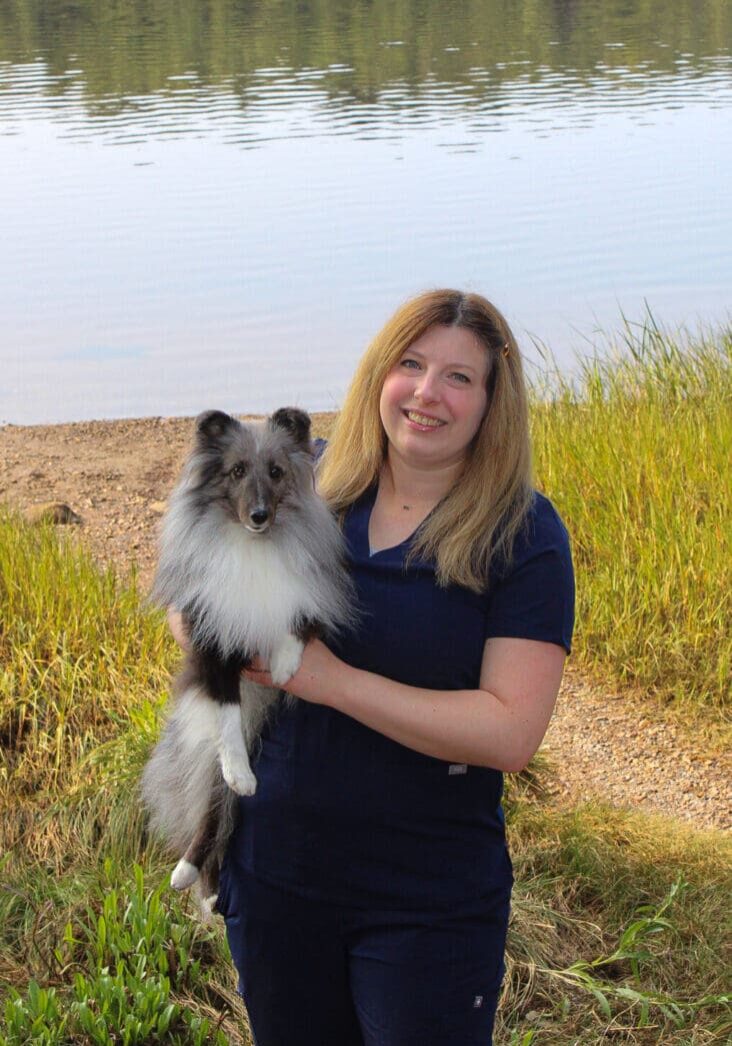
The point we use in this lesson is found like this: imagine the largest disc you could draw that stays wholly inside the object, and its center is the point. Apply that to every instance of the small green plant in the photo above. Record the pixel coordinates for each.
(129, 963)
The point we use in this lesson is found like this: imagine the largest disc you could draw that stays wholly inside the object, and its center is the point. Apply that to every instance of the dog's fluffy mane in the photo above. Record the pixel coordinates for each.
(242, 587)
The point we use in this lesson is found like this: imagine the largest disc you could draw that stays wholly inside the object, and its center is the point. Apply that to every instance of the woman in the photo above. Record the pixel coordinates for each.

* * *

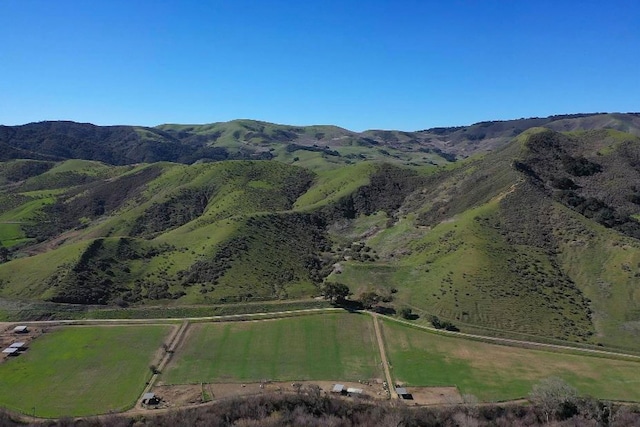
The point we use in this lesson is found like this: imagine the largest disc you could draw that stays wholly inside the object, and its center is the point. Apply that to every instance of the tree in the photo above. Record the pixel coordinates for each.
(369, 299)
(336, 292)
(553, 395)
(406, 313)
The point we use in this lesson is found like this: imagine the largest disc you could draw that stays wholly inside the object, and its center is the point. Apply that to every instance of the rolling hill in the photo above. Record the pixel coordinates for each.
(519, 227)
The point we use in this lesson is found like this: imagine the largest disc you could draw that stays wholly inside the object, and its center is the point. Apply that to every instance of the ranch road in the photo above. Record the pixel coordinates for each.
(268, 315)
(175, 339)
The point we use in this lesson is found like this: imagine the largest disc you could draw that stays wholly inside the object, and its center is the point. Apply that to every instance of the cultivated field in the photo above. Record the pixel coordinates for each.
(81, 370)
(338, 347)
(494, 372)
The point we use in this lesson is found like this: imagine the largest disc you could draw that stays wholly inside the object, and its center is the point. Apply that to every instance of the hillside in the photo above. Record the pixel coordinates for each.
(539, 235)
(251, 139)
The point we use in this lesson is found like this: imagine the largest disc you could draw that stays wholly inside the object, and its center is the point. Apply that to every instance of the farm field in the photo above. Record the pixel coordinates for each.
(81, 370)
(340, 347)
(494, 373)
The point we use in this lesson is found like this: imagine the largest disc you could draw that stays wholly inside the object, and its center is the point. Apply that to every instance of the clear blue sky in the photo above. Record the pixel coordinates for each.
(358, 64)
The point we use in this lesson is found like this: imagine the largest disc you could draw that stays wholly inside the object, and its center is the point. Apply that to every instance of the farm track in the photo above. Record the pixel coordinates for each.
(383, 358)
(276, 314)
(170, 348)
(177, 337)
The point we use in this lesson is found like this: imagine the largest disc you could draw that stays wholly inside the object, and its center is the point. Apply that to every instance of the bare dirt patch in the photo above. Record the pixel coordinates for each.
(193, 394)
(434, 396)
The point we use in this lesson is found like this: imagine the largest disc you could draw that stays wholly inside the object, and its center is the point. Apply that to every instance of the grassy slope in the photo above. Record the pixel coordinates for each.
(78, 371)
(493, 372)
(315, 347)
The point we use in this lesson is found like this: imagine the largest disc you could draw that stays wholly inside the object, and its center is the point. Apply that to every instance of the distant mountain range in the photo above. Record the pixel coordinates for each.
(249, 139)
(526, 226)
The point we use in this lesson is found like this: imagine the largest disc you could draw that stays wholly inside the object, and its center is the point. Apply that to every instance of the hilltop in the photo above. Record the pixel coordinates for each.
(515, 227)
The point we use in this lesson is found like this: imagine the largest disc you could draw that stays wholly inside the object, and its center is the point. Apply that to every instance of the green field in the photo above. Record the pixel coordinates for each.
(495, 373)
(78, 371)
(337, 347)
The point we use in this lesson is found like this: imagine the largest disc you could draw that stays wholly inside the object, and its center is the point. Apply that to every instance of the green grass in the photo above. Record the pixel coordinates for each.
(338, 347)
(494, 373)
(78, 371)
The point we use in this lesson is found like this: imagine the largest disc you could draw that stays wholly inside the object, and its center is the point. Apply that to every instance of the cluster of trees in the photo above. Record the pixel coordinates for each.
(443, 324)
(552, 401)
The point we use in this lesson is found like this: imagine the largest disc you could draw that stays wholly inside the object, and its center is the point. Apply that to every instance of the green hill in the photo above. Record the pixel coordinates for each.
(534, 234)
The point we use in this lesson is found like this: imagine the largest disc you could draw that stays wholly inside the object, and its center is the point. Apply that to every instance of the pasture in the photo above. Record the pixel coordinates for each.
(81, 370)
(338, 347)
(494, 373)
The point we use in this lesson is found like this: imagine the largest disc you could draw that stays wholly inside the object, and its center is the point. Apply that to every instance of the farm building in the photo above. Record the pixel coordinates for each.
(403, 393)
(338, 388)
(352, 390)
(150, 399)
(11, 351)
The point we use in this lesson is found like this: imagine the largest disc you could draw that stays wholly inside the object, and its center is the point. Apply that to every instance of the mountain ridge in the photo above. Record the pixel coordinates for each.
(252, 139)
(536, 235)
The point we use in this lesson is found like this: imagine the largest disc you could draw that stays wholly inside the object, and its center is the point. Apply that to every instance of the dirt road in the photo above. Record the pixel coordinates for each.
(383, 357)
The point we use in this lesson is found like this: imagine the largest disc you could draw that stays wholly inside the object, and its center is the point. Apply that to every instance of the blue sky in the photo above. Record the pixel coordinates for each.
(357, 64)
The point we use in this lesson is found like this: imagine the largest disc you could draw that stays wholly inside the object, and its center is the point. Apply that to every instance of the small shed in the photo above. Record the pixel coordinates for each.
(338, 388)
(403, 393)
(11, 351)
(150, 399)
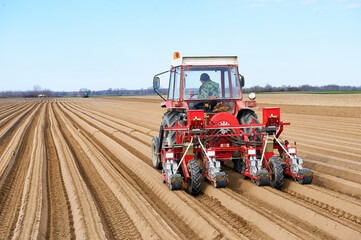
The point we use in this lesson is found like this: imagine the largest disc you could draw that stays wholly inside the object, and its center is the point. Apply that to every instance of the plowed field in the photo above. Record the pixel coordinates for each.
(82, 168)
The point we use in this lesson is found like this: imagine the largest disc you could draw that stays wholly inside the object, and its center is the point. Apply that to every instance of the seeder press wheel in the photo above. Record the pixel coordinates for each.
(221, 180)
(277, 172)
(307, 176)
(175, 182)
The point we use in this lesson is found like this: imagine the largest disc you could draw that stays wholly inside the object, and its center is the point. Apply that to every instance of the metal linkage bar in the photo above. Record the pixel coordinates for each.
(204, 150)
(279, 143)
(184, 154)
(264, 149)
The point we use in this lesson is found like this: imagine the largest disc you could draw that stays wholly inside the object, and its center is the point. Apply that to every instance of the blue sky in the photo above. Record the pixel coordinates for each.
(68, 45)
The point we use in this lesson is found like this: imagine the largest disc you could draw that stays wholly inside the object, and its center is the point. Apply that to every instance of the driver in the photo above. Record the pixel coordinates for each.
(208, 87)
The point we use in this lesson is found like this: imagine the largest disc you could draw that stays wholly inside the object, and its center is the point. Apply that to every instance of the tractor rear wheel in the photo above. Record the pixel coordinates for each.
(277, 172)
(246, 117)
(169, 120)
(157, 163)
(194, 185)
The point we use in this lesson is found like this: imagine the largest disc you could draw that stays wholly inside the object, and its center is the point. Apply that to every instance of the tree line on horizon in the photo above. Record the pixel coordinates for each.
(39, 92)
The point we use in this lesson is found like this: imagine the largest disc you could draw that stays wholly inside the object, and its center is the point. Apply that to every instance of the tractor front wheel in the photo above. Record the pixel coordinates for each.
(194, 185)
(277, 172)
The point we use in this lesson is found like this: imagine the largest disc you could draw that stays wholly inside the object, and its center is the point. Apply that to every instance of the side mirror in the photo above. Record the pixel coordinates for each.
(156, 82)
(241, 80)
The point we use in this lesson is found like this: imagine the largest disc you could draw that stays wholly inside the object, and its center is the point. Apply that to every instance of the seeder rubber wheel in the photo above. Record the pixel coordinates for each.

--

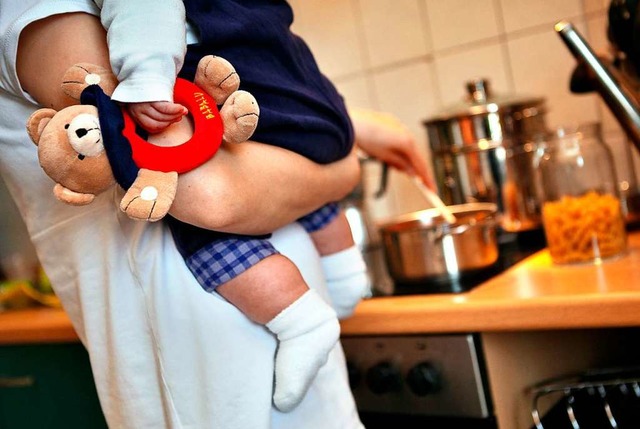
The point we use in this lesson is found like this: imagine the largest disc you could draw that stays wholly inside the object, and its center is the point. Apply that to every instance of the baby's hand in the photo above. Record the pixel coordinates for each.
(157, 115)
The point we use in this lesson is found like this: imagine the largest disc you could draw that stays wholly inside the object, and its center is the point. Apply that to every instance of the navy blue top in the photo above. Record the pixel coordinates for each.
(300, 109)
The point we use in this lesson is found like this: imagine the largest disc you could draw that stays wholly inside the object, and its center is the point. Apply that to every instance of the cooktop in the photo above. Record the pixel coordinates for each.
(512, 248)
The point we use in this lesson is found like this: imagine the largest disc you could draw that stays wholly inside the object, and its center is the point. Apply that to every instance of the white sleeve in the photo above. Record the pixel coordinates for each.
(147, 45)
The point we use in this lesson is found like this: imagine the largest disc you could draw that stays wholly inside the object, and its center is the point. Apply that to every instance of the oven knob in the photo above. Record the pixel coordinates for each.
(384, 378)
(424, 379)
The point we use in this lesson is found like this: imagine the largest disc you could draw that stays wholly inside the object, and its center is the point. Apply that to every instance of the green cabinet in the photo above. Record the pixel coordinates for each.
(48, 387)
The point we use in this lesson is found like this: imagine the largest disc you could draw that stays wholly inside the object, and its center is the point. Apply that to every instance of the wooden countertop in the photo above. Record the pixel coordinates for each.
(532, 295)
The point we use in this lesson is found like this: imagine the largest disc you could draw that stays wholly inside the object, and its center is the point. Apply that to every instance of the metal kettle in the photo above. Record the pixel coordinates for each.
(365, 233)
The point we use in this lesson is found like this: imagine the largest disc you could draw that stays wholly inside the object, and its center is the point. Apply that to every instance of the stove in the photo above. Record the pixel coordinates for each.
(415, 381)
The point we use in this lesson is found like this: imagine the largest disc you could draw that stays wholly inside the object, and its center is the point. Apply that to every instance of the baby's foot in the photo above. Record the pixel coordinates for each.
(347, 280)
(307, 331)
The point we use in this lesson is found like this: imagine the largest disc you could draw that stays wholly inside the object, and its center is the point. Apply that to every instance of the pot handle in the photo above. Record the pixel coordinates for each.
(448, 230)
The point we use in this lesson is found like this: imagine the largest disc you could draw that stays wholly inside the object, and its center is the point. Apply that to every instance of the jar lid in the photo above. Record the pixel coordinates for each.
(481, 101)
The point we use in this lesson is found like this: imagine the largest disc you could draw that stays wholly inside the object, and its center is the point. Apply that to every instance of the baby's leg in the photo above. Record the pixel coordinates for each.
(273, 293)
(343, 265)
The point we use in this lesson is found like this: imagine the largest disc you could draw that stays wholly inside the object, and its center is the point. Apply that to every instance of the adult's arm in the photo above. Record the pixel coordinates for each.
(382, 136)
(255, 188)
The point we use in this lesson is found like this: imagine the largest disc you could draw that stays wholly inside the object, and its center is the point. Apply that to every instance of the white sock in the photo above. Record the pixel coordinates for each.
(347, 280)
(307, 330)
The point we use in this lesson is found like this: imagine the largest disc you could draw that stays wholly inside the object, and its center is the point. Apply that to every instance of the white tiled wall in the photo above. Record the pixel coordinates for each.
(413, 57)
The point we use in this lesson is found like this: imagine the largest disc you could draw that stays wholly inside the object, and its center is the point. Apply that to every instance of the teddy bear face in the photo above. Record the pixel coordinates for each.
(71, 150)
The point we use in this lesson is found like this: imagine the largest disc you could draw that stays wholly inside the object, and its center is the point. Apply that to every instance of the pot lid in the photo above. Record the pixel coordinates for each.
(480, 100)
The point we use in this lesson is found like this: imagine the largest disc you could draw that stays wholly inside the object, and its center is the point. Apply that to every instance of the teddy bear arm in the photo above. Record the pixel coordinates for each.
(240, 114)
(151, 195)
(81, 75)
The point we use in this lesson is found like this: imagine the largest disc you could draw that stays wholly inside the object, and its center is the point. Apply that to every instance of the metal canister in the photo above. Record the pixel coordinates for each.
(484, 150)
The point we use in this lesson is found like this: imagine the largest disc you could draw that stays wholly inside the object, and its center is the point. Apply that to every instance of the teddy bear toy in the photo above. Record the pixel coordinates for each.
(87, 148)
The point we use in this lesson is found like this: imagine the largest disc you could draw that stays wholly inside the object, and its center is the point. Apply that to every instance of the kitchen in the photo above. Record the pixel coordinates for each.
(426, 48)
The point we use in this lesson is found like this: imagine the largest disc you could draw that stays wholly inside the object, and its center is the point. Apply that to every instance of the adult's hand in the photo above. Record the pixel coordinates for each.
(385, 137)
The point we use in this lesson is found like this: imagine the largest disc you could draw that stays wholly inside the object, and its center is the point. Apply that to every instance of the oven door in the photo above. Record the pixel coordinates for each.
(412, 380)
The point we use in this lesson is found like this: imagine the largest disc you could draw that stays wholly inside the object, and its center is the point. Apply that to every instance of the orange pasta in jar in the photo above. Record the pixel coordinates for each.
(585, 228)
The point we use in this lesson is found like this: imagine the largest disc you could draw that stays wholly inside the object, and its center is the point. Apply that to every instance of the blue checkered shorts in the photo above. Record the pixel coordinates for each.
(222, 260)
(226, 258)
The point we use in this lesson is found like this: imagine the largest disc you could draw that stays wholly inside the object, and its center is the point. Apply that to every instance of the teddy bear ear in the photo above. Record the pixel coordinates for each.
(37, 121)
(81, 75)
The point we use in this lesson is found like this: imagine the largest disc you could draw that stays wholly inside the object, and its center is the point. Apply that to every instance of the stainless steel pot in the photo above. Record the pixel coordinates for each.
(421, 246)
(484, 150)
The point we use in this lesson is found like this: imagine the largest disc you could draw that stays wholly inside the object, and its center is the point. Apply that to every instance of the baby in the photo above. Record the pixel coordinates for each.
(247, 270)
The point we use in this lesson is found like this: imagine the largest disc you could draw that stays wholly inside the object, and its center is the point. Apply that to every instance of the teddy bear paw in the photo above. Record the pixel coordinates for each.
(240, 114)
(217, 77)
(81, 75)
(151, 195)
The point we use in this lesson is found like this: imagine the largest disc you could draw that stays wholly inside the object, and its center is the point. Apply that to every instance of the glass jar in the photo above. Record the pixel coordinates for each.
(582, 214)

**TASK OBJECTIVE**
Reproduce exactly the stretch of the material above that starts at the line with "the small green" and ends at the line with "of the woman", both included, and nothing else.

**WRITTEN REPLY**
The point we use in this lesson is found like this: imagine the largest disc you could draw that stays wholly inside the object, and its center is the point. Apply that to every instance of the small green plant in the photo above. Record the pixel coordinates for each.
(129, 963)
The point we use in this lesson is found like this: imagine the largest disc you could draw that stays wholly inside the object, and its center is the point. Apply that to every instance of the dog's fluffy mane in the photo above. Record the pixel coordinates for each.
(242, 587)
The point we use in this lesson is found like this: imagine the largest disc you could draw that stays wholly inside the object, and its center is the point. Apply that to every instance of the woman in the photo above. Record the pixel coordinates for each.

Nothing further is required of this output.